───── Recorded data

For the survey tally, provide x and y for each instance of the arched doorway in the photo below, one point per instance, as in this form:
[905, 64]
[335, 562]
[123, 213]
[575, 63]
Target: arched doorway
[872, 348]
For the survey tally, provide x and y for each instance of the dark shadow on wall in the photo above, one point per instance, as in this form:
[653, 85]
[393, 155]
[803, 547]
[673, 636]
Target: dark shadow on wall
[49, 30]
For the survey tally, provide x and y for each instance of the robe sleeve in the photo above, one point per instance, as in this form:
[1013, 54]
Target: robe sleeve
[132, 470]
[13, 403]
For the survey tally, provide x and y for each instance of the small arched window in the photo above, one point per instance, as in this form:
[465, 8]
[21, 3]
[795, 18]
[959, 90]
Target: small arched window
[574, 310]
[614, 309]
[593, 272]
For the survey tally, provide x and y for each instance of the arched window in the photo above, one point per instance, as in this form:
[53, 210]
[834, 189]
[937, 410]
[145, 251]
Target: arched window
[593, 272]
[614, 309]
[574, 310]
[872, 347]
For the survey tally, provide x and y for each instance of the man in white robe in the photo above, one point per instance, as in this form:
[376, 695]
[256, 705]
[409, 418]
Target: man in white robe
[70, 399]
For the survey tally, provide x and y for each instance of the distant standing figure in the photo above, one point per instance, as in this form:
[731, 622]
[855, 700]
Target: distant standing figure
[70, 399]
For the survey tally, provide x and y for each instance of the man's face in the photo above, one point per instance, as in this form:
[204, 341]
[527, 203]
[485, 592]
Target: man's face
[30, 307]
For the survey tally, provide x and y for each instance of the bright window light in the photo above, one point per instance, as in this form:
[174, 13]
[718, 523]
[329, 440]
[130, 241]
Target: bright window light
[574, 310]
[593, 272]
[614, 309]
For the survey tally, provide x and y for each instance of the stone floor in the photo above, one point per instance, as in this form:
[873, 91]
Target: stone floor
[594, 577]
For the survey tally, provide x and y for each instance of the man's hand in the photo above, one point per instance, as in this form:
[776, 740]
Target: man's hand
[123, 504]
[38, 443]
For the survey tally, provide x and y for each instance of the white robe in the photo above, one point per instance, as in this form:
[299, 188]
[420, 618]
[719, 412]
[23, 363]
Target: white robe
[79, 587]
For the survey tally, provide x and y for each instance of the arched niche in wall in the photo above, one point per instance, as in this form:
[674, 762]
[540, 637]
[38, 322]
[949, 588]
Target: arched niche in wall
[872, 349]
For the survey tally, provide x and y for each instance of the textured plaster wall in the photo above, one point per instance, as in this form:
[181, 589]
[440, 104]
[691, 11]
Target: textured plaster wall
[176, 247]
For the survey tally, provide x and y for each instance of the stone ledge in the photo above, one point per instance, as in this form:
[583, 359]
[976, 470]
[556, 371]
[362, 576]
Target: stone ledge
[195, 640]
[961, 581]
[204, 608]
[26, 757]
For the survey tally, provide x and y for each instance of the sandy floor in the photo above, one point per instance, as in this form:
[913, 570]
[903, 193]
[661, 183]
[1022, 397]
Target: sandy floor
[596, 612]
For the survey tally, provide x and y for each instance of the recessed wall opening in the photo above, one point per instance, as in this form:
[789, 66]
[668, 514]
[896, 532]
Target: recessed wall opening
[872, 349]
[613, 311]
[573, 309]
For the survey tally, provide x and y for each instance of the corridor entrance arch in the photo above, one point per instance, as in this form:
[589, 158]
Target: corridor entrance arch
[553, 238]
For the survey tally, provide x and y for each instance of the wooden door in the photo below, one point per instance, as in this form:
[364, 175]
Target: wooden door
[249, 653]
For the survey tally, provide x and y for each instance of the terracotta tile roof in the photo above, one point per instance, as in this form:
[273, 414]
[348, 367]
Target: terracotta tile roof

──────────

> [Task]:
Output all the lines above, matching them word for word.

> [Reply]:
For the survey tally, provide x and y for each instance of the arched doorway in the photo below, one point per instance, as in this form:
[905, 64]
[335, 562]
[123, 213]
[575, 63]
Target: arched doorway
[872, 348]
For the survey tally, provide x and y for each instance of the dark shadow on wall in the photo above, one point per instance, as in this form:
[653, 85]
[393, 155]
[803, 547]
[673, 636]
Target: dark shadow on wall
[49, 30]
For the survey tally, provide x and y for each instance of the robe sleeve in the photo above, one point per instance, as in this form:
[1013, 54]
Target: robe sleeve
[132, 470]
[13, 403]
For the survey tally, provide x and y for each instance of the small arched window in the photo above, one point per instance, as in this form:
[465, 8]
[21, 3]
[795, 18]
[959, 90]
Target: small arched window
[574, 310]
[614, 309]
[593, 272]
For the survey tally, provide x and y for each instance of the arched window in the photo above, one point per instance, as in this form:
[53, 210]
[834, 189]
[937, 410]
[145, 251]
Target: arched window
[593, 272]
[614, 309]
[574, 310]
[872, 347]
For the survey tally, provide x and y for each instance of the man in white robe in the photo above, one point per instance, as in this form:
[376, 695]
[256, 705]
[409, 418]
Target: man in white robe
[70, 399]
For the survey tally, provide x and y for each instance of the distant standing figure in the photo above, one point per instance, as in this form:
[731, 622]
[855, 700]
Target: distant standing figure
[70, 399]
For the survey tally, provide x and y for each instance of the man's face in the photo above, one point per instance, as in this form:
[204, 341]
[527, 203]
[485, 592]
Target: man's face
[30, 307]
For the survey tally, provide x and y for each instance of the bright window light in the photo above, one point per instance, as in this form:
[174, 13]
[718, 523]
[329, 440]
[130, 241]
Target: bright window light
[574, 310]
[593, 272]
[614, 309]
For the survey tally, provide x and y for each instance of the stone floor in the photo above, one point per instance, as in this form:
[873, 91]
Target: stone floor
[594, 577]
For the survey tally, provide x and y for each instance of the man's hand in the photo above, one point per instance, as in this form:
[776, 740]
Target: man's hand
[123, 504]
[38, 443]
For the survey tally, provide x and y for each instance of the white robe in the photo above, one point per instance, as in this form:
[299, 188]
[420, 618]
[719, 412]
[23, 363]
Target: white robe
[79, 587]
For the survey tally, provide x and y for each instance of the arched niche in wall in the photo above, one point per instance, as in this form:
[674, 762]
[540, 637]
[38, 322]
[949, 588]
Target: arched niche in wall
[872, 349]
For the survey tally, provide x and y for each instance of the textured plaster wall in the photo above, one point per instance, as in this form:
[181, 589]
[440, 104]
[691, 11]
Target: textured plaster wall
[176, 247]
For the survey tally, provide x and y for each instance of the stone ledge in the photo above, one point per instance, as in this form:
[583, 359]
[976, 470]
[556, 371]
[362, 576]
Target: stone ledge
[195, 640]
[961, 581]
[204, 608]
[26, 757]
For the survey tally, provide x and y for each instance of the sandy floor in the photo above, one point per instance, as in this form:
[913, 570]
[903, 193]
[661, 183]
[1022, 397]
Target: sandy floor
[596, 612]
For the survey tally, provide x and y for each instance of the recessed wall opening in the photo above, one point per instance, as in this form:
[789, 66]
[668, 514]
[896, 532]
Target: recessed wall opening
[872, 349]
[613, 311]
[573, 309]
For the survey tally, provide x and y for each instance of the corridor entrance arch in the photo above, one point per instance, as in this form:
[589, 158]
Target: corridor entrance arch
[553, 238]
For the survey tally, provide x and y for each instance of the wooden door in the photo below, one point per instance, as in this form:
[364, 175]
Target: wooden door
[249, 653]
For the survey tally, provide x and y for each instance of the terracotta tile roof in the photo above, one point per instance, as in this form:
[273, 414]
[348, 367]
Target: terracotta tile roof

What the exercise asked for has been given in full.